** start Data to process **

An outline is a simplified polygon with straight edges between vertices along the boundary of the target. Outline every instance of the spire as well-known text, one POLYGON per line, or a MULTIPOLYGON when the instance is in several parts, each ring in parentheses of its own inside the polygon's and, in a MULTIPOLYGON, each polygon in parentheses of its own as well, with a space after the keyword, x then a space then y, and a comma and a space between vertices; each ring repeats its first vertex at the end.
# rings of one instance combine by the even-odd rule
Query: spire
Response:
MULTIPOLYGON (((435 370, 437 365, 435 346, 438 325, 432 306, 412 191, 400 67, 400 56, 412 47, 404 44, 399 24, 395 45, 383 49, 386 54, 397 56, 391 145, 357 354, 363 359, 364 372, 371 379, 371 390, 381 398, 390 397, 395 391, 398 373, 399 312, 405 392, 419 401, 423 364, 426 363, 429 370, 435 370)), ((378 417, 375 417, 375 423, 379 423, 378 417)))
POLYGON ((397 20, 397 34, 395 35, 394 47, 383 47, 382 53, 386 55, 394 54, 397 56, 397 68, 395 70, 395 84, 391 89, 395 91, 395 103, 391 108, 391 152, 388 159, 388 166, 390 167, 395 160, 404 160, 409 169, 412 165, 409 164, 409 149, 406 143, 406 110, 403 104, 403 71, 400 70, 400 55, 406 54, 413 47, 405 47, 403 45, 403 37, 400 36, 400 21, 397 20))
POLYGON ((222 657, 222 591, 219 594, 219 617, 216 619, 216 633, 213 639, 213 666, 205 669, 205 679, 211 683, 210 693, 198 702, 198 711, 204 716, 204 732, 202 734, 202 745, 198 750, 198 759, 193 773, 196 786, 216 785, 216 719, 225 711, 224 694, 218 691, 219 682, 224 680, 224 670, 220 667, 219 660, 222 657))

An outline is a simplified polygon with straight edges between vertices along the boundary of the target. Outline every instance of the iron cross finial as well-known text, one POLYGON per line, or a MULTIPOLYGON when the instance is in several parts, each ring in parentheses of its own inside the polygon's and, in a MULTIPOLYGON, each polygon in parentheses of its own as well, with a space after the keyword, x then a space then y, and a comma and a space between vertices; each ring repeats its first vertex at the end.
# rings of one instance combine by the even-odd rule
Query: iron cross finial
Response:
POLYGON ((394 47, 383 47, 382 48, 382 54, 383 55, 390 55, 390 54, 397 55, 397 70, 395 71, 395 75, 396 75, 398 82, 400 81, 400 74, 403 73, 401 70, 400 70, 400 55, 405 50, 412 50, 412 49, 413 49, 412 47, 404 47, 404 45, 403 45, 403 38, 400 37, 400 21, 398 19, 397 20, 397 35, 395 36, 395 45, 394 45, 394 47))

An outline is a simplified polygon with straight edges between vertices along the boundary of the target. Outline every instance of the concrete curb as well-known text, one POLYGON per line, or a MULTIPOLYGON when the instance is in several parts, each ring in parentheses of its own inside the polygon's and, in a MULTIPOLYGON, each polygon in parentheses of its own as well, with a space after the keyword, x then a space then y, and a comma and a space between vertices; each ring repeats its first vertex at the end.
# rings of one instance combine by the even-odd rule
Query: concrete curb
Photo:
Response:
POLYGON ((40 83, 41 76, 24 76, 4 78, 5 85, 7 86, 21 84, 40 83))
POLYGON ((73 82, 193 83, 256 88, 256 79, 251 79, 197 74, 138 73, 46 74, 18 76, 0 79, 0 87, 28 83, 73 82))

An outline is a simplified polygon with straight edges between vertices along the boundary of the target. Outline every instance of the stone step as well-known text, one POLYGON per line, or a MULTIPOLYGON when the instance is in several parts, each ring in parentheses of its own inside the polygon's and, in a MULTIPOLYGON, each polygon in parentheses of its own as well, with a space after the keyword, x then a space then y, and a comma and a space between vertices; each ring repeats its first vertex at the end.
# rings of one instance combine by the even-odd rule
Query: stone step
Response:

** end Data to process **

What you have to do:
Reproduce all of the material above verbatim, line for line, without changing any character.

Correct output:
An outline is a simplified polygon with straight edges between vertices along the boundary of the target. Outline every instance of the spire as well-known text, one POLYGON per line, or a MULTIPOLYGON when the instance is in several parts, each ring in parentheses of its own inside the polygon's and, in a MULTIPOLYGON, each polygon in parentheses of its own as well, with a space after the keyword, x then a space then y, and a comma and a space between vertices; each ring repeats its first vertex at the end.
# rings of one instance combine by the even-odd rule
Query: spire
Response:
MULTIPOLYGON (((435 370, 437 365, 435 346, 438 325, 432 306, 412 191, 400 67, 400 56, 412 47, 404 44, 399 24, 395 45, 383 49, 386 54, 397 56, 391 145, 357 354, 363 359, 364 372, 371 379, 371 390, 381 398, 390 397, 395 391, 398 373, 399 312, 405 392, 419 401, 423 364, 426 363, 429 370, 435 370)), ((378 417, 375 417, 375 423, 379 423, 378 417)))
POLYGON ((397 20, 397 34, 395 35, 394 47, 383 47, 382 53, 386 55, 394 54, 397 56, 397 68, 395 70, 395 84, 391 89, 395 91, 395 103, 391 108, 391 152, 388 159, 388 166, 390 167, 395 160, 404 160, 409 169, 412 165, 409 164, 409 149, 406 143, 406 110, 403 104, 403 71, 400 70, 400 55, 406 54, 413 47, 405 47, 403 45, 403 37, 400 36, 400 21, 397 20))
POLYGON ((222 657, 222 591, 219 594, 219 617, 216 619, 216 633, 213 639, 213 666, 205 669, 205 679, 211 683, 210 693, 198 702, 198 711, 204 716, 204 732, 202 734, 202 745, 198 750, 198 759, 193 773, 196 786, 216 785, 216 719, 225 711, 224 694, 218 691, 219 682, 224 680, 224 670, 220 667, 219 660, 222 657))

An outline is a simplified polygon with straight edges between vertices along the boundary of the target. Outline every instance of the iron cross finial as well-known text, one POLYGON per line, or a MULTIPOLYGON when the instance is in several parts, each ring in parentheses of its own inside the polygon's and, in a MULTIPOLYGON, each polygon in parentheses of its own as well, with a space after the keyword, x then a space then y, and a comma and a space between vertices; each ring repeats its first vertex at the end.
# rings of one instance combine by the even-odd rule
Query: iron cross finial
Response:
POLYGON ((394 47, 383 47, 382 48, 382 54, 383 55, 390 55, 390 54, 397 55, 397 70, 395 71, 395 75, 396 75, 398 82, 400 81, 400 74, 403 73, 401 70, 400 70, 400 55, 405 50, 412 50, 412 49, 413 49, 412 47, 404 47, 404 45, 403 45, 403 38, 400 37, 400 21, 398 19, 397 20, 397 35, 395 36, 395 45, 394 45, 394 47))

An outline is a simplified polygon with straight edges between vertices along the boundary of the target. Outline every instance of the concrete curb as well-known text, one POLYGON per line, or a MULTIPOLYGON when the instance is in several parts, each ring in parentheses of its own inside the polygon's and, in a MULTIPOLYGON, each polygon in parentheses of its own as well, with a space after the keyword, x then a space then y, and a comma and a space between vertices; each ring repeats its first vertex at the end.
# rings of one instance combine by the even-odd rule
Query: concrete curb
Photo:
Response:
POLYGON ((40 83, 41 76, 24 76, 4 78, 5 85, 7 86, 21 84, 40 83))
POLYGON ((73 82, 193 83, 256 88, 256 79, 251 79, 197 74, 138 73, 46 74, 18 76, 0 79, 0 87, 28 83, 73 82))

An outline is a simplified polygon with straight edges between vertices along the boundary of the target. Outline every instance of the stone step as well-known text, one POLYGON per line, or a MULTIPOLYGON when the instance is in several parts, each ring in parentheses of its own inside the polygon's and, in a MULTIPOLYGON, each polygon in parentheses of its own as well, with a space after the keyword, x then a space then y, and a comma and a space between vertices; each ring repeats its first vertex at the end.
# rings of one instance combine by the even-odd rule
Query: stone step
Response:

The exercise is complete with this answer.